WHAT IS EXPECTED - Transcribe all the records with complete accuracy.

── MATERIAL FOR THIS EXERCISE ──

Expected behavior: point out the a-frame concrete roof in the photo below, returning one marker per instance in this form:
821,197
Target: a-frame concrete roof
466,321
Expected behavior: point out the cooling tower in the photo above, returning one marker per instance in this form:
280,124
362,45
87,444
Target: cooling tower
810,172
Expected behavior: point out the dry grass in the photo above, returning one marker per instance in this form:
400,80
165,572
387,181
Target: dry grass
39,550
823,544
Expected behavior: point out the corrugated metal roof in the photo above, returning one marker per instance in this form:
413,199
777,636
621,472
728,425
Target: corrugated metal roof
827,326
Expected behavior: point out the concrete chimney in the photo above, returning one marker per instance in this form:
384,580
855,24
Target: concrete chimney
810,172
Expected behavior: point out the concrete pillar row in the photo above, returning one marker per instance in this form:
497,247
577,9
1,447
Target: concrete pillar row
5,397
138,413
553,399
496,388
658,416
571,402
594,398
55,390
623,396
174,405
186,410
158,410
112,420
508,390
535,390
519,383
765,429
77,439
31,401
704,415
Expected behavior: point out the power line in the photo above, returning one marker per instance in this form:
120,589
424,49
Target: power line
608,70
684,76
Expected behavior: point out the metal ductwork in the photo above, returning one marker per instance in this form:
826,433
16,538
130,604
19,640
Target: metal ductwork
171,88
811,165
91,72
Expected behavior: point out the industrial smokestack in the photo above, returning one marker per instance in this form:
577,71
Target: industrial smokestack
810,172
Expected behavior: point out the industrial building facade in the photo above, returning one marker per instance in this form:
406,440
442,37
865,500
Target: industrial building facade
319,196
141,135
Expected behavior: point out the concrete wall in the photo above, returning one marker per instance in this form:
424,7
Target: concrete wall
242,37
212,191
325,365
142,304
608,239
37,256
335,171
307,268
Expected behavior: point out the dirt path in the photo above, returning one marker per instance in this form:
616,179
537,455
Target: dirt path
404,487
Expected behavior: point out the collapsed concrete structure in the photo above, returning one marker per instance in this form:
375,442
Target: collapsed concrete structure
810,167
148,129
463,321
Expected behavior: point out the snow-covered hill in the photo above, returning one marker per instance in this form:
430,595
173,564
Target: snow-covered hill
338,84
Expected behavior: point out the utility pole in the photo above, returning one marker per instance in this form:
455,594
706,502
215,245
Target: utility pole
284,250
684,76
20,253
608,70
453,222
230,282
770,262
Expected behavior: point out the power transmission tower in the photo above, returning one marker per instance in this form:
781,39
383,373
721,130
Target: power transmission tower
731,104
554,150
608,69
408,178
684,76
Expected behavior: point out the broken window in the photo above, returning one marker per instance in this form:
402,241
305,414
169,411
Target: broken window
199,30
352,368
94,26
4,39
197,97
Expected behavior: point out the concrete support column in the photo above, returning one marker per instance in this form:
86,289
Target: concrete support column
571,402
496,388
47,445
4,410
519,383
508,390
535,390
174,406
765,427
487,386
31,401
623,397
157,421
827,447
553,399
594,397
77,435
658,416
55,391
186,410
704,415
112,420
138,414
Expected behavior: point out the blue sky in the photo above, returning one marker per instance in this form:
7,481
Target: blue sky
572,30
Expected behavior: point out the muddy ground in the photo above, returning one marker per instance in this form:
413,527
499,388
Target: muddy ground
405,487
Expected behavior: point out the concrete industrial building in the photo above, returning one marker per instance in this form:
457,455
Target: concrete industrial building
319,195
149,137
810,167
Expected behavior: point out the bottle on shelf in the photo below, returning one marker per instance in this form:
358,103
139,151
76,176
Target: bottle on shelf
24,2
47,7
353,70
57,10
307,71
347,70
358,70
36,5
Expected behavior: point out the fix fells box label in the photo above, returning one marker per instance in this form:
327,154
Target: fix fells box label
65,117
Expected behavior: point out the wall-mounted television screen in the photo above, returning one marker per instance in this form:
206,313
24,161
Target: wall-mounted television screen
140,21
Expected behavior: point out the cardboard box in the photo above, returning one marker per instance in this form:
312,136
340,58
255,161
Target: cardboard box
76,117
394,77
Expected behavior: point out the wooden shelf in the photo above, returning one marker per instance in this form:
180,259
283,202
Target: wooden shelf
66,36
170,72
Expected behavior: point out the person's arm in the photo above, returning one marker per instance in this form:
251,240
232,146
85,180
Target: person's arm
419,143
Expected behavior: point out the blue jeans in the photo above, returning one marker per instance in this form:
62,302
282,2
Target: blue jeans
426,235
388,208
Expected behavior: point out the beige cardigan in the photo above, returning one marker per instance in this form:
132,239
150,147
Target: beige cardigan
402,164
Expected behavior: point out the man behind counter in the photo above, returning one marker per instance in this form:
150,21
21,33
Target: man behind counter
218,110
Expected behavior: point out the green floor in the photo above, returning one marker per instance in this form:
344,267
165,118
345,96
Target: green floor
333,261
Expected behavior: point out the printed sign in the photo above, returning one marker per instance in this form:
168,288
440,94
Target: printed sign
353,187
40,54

───

FINAL RESULT -
Expected behavior: point out the a-frame concrete roof in the photo below, returning one marker per instance in this form:
821,197
Target: a-frame concrete roof
466,321
Expected behavior: point out the cooling tower in the photo above, returning one marker per instance in this form:
280,124
362,45
87,444
Target: cooling tower
810,172
Expected behavior: point out the dry grass in the photo above, returning one marker per instance in this form:
400,80
165,572
387,181
Target: dry grass
39,550
823,544
Expected behavior: point out the corrugated metal roof in the photo above, returning one marker per instance in this form:
413,199
777,636
621,472
728,425
Target: corrugated metal roof
827,326
Expected behavior: point out the concrete chimney in the photo above, returning one marker per instance in this form:
384,580
855,24
Target: concrete chimney
810,172
Expected behavior: point out the concrete pillar row in the photo above, returning one marker per instance in this form:
497,247
577,9
1,447
Target: concrete pillar row
5,397
138,413
553,399
496,388
658,416
571,402
594,398
55,390
623,396
174,405
186,410
158,410
112,420
508,390
535,390
519,383
765,429
77,439
31,401
704,415
Expected behavior: point out the power line in the photo above, returning one marker per instance in this form:
120,589
424,49
Target: power line
608,70
684,76
Expected behavior: point out the metal ductwork in the photo above, returning one marker per instance in this form:
826,433
16,538
130,604
19,640
Target: metal ductwork
171,88
811,165
91,72
Expected behavior: point out the industrial smokestack in the photo above, returning one marker per instance in this form:
577,71
Target: industrial smokestack
810,172
Expected behavior: point out the industrial building facade in the photo above, returning one marker per instance in this form:
406,440
442,37
865,500
Target: industrial building facade
319,196
141,135
Expected behavior: point out the concrete wall in the photo above, returning one marker per instance in this form:
424,7
Target: concrete wall
242,37
212,191
325,365
142,304
608,239
37,256
335,171
307,268
Expected behavior: point out the dirt path in the photo above, returning one marker per instance in this form:
616,179
537,455
Target: dirt path
404,487
Expected behavior: point out the collapsed concrete structure in the photo above, returning one marker per instance in this form:
375,442
Target: collapsed concrete structure
810,167
148,129
463,321
Expected behavior: point out the snow-covered hill in the photo above, returning one marker per instance in this form:
430,595
173,564
Target: snow-covered hill
338,84
Expected behavior: point out the utility pole in the photo above, returning one marker per instance in this form:
455,594
706,502
215,245
Target: utility pole
284,250
684,76
20,253
608,70
453,222
230,282
770,262
Expected behavior: point out the power transmission tower in the photo above, returning one marker per instance in this form:
781,39
383,373
721,130
Target: power transmission tower
731,104
554,150
608,69
408,178
684,76
Expected behavior: point out the broken window in the photo above, returning one marker per instance in this form:
402,241
305,414
169,411
Target: broken window
199,30
352,368
94,26
4,39
197,97
Expected behavior: point out the concrete support column in the photo above, returning one marker per instance in this form:
86,289
Target: concrete support column
571,402
496,388
47,445
4,410
519,383
508,390
535,390
174,406
765,427
487,386
31,401
623,397
157,421
827,447
553,399
594,397
77,435
658,416
55,391
186,410
704,415
112,420
138,414
Expected behavior: point out the blue sky in the photo above, returning one marker per instance in this form:
7,481
Target: blue sky
572,30
Expected behavior: point out the muddy ground in the photo above, returning one marker per instance in this form:
413,527
499,388
Target: muddy ground
405,487
Expected behavior: point out the concrete industrial building in the photo above, returning one marker per instance in this form:
457,455
Target: concrete industrial building
319,195
149,137
810,167
Expected behavior: point out the bottle on shelf in the photo below, returning one marker per instance in this form:
358,103
139,151
76,176
Target: bottle on shelf
24,2
47,7
353,70
57,10
307,71
347,70
358,70
36,5
Expected behavior: point out the fix fells box label in the photo above, returning one marker per instance in this form:
327,154
Target: fix fells box label
65,117
Expected behavior: point out the wall-mounted television screen in the photo above, returning one marker per instance in this form:
206,313
24,161
Target: wall-mounted television screen
140,21
Expected behavior: point out the cardboard box in the photo above, returning one marker per instance in this form:
312,136
340,58
255,161
Target: cardboard box
76,117
394,77
Expected behavior: point out the wooden shelf in the photo above, returning one marker per instance in this form:
180,259
283,202
Target: wooden shelf
66,36
170,72
Expected behavior: point out the person's arm in the photo above, returning one marker per instance in this form:
251,240
232,146
85,180
Target: person's arm
419,143
Expected behavior: point out the blue jeans in the photo above, returning one marker per instance in this form:
62,302
282,2
Target: blue jeans
426,235
388,208
Expected behavior: point out the beige cardigan in the photo above, returning one marker per instance in this form:
132,239
150,147
Target: beige cardigan
402,164
Expected behavior: point out the man behind counter in the photo above, returning one marker per instance in this form:
150,21
21,33
Target: man behind counter
218,110
Expected behavior: point out the green floor in the photo above, returning one marker per instance in this form:
344,267
165,118
345,96
Target: green floor
333,261
Expected behavior: point out the printed sign in the photo above, returning one marker per instance in this form:
168,288
440,94
Target: printed sign
353,187
40,54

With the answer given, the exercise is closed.